Exercise 1:
In the records below, identify every line that contains the word "chair" and copy each of those lines.

K-means Clustering

Introduction

In this lesson, we'll learn about the most popular and widely-used clustering algorithm, K-means clustering.

Objectives

You will be able to:

Compare the different approaches to clustering networks
Explain the steps behind the K-means clustering algorithm
Perform k-means clustering in scikit-learn
Explain how clusters are evaluated
Define an "elbow plot" and how to interpret it

Clustering

Clustering techniques are among the most popular unsupervised machine learning algorithms. The main idea behind clustering is that you want to group objects into similar classes, in a way that:

intra-class similarity is high (similarity amongst members of the same group is high)
inter-class similarity is low (similarity of different groups is low)

What does similarity mean? You should be thinking of it in terms of distance, just like we did with the k-nearest-neighbors algorithm. The closer two points are, the more similar they are. It is useful to make a distinction between hierarchical and nonhierarchical clustering algorithms:

In cluster analysis, an agglomerative hierarchical algorithm starts with n clusters (where n is the number of observations, so each observation is a cluster), then combines the two most similar clusters, combines the next two most similar clusters, and so on. A divisive hierarchical algorithm does the exact opposite, going from 1 to n clusters.
A nonhierarchical algorithm chooses k initial clusters and reassigns observations until no improvement can be obtained. How initial clusters and reassignments are done depends on the specific type of algorithm.

An essential understanding when using clustering methods is that you are basically trying to group data points together without knowing what the actual cluster/classes are. This is also the main distinction between clustering and classification (which is a supervised learning method). This is why technically, you also don't know how many clusters you're looking for.

Non-Hierarchical Clustering With K-Means Clustering

K-means clustering is the most well-known clustering technique, and it belongs to the class of non-hierarchical clustering methods. When performing k-means clustering, you're essentially trying to find $k$ cluster centers as the mean of the data points that belong to these clusters. One challenging aspect of k-means is that the number k needs to be decided upon before you start running the algorithm.

The k-means clustering algorithm is an iterative algorithm that reaches for a pre-determined number of clusters within an unlabeled dataset, and basically works as follows:

Select $k$ initial seeds
Assign each observation to the cluster to which it is "closest"
Recompute the cluster centroids
Reassign the observations to one of the clusters according to some rule
Stop if there is no reallocation

Two assumptions are of main importance for the k-means clustering algorithm:

To compute the "cluster center", you calculate the (arithmetic) mean of all the points belonging to the cluster. Each cluster center is recalculated in the beginning of each new iteration
After the cluster center has been recalculated, if a given point is now closer to a different cluster center than the center of its current cluster, then that point is reassigned to the clostest center

Visualization of K-means Clustering Algorithm

In the animation below, the green dots are the centroids. Notice how they are randomly assigned at the beginning, and shift with each iteration as they are recalculated to match the center of the points assigned to their cluster. The clustering ends when the centroids find a position in which points are no longer reassigned, meaning that the centroids no longer need to move.

Exercise 2:
From the K-means clustering lesson, print the part that opens with the words containing "In cluster analysis, an" and closes with "to n clusters.".

Given entries:
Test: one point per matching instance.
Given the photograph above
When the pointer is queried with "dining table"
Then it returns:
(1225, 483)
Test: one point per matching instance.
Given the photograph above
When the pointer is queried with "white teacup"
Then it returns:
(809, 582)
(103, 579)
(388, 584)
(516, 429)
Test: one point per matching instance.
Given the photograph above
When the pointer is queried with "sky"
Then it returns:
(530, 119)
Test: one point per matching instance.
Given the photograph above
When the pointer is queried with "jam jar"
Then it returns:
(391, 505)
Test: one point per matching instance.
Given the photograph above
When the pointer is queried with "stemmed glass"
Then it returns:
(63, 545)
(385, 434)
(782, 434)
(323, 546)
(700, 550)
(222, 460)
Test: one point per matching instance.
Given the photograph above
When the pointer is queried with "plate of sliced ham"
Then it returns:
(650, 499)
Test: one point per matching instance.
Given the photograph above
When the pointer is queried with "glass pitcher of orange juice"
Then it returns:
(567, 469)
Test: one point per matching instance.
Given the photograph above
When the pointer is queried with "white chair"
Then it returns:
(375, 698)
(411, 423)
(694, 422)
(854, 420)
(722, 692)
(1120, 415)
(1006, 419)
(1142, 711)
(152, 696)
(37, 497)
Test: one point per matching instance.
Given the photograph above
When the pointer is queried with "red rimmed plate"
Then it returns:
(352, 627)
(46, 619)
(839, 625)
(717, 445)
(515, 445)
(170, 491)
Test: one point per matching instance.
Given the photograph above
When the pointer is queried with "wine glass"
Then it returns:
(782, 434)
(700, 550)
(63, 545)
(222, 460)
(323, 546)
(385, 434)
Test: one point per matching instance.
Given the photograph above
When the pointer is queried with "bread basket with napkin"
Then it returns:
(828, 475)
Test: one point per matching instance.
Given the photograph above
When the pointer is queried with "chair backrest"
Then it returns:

Correct answer 1:
When the pointer is queried with "white chair"
When the pointer is queried with "chair backrest"

Correct answer 2:
In cluster analysis, an agglomerative hierarchical algorithm starts with n clusters (where n is the number of observations, so each observation is a cluster), then combines the two most similar clusters, combines the next two most similar clusters, and so on. A divisive hierarchical algorithm does the exact opposite, going from 1 to n clusters.